▶ [Work instruction]
The line containing "Target: white window trim" marks the end; return exactly every line from the start of the records up to and including it, but no pictures.

Stored records:
■ ■ ■

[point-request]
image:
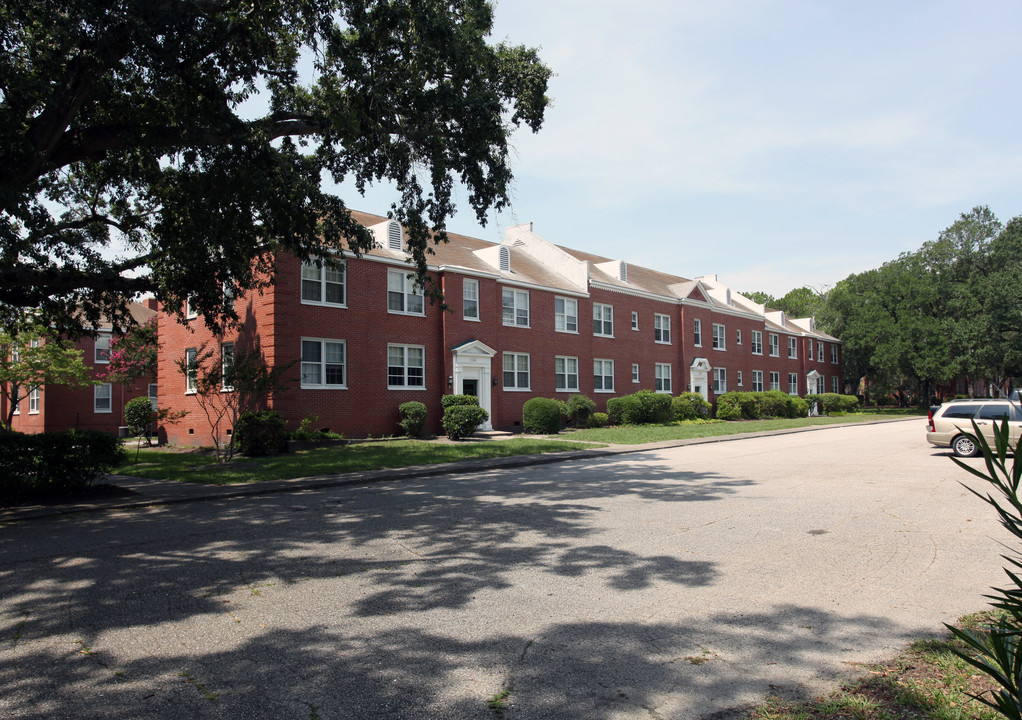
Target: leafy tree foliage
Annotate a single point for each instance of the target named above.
(43, 360)
(953, 307)
(172, 147)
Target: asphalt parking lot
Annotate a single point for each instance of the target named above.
(684, 582)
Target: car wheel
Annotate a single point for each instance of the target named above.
(964, 446)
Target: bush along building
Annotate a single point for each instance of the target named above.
(99, 405)
(524, 319)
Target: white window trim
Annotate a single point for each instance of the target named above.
(719, 336)
(603, 321)
(604, 361)
(566, 374)
(757, 340)
(664, 328)
(323, 385)
(406, 366)
(659, 377)
(108, 337)
(95, 397)
(466, 283)
(191, 376)
(528, 372)
(515, 294)
(338, 265)
(408, 290)
(564, 316)
(224, 387)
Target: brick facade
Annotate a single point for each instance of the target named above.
(558, 338)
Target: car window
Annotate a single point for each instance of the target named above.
(960, 411)
(997, 411)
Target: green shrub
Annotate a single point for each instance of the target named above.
(728, 406)
(542, 416)
(261, 433)
(462, 420)
(452, 400)
(54, 463)
(139, 416)
(413, 418)
(690, 405)
(579, 411)
(622, 411)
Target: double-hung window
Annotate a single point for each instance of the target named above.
(565, 315)
(102, 353)
(603, 320)
(515, 307)
(516, 371)
(402, 294)
(603, 376)
(323, 283)
(662, 373)
(661, 329)
(227, 367)
(470, 298)
(566, 374)
(406, 367)
(719, 340)
(324, 363)
(102, 398)
(191, 370)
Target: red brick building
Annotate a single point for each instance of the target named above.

■ ■ ■

▶ [Solution to this problem]
[point-request]
image:
Target: leafy tree foliage
Annotate a single point for each instance of the target named above.
(43, 360)
(953, 307)
(172, 147)
Target: asphalt parking lot
Annotate a single point for each instance of the target named above.
(684, 582)
Target: car wheel
Annotate a single point for each instance of the target named above.
(964, 446)
Target: bush along building
Annotate a single point for each instance of the target named above.
(99, 405)
(524, 319)
Target: white window trim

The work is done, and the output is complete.